-------- Page text --------

Amanda Nurse tries to make sense of some confusing economic signals and asks what all this might mean for the sector.

It may not be much of a revelation but I’d like to start with a small confession. Amid the hurly burly of everyday activity, I occasionally permit myself something of a flight of fancy. I imagine myself, twenty years from now, sitting on a beach sipping a bitter lemon as I don’t drink alcohol, and looking back at what I hope I will be able to regard as having been a successful career. There’s one thing about the exercise that I’m sure about, even now; I will always be grateful that we started our business just in time to coincide with the worst recession since the 1920s. I believe there’s no better environment for learning what really matters, and for keeping you absolutely focused on business fundamentals – client service, cash management and good planning.

It’s all too easy, in dynamic and positive economic periods, for new businesses to gain a false impression of why they may be doing well. The inevitable tendency being that they are all too ready to ascribe their successes to their own capabilities rather than to the prevailing strength of the economy. Such self-delusion can have dire consequences when the conditions change.

While it can’t be described as fun, starting a business in difficult times has the advantage of not building any false impressions. I’m as happy as anyone that the economic data seems to be improving, unemployment is down, output is up and credit is starting to flow again. Of course, we have the London housing bubble to contend with and uncertainty over interest rates, but all in all there does seem to be some more confidence.

That said, there is a school of thought that sees the recovery as fragile, with the deficit still a dark cloud sitting over the economy. What sense can we make of all this as far as the care sector is concerned?

-------- Rows --------

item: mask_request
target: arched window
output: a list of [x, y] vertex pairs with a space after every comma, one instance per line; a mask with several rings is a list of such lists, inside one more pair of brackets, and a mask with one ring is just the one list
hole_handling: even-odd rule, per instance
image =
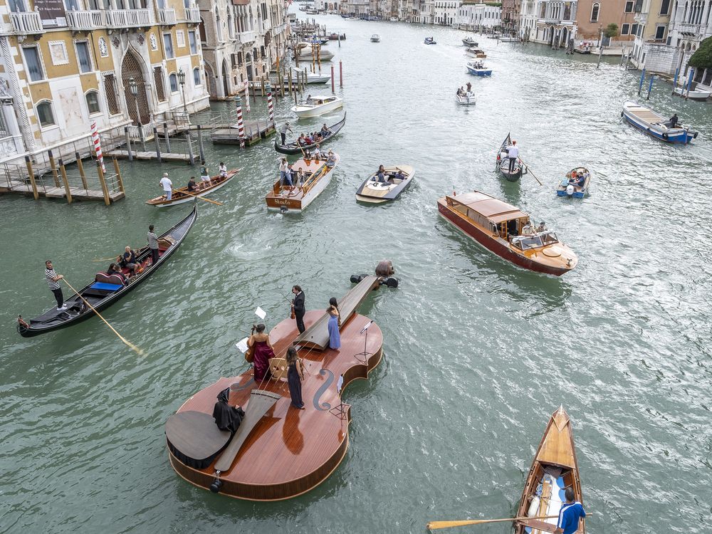
[[37, 117], [40, 120], [40, 125], [42, 127], [56, 124], [54, 122], [54, 114], [52, 113], [51, 102], [45, 100], [37, 105]]
[[89, 115], [101, 112], [101, 107], [99, 105], [98, 93], [96, 91], [89, 91], [85, 95], [84, 98], [87, 100], [87, 108], [89, 109]]
[[598, 12], [601, 11], [601, 4], [596, 2], [591, 8], [591, 22], [598, 22]]
[[178, 77], [176, 75], [175, 73], [171, 73], [171, 75], [168, 77], [168, 81], [171, 85], [171, 93], [177, 93]]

--------

Condense the paragraph of the column on economic signals that begins "It's all too easy" into one shorter sentence that keeps its main facts. The records are separate material with no connection to the text.

In strong economic times, new businesses tend to credit their success to their own abilities rather than to the economy, and this self-delusion can be disastrous when conditions change.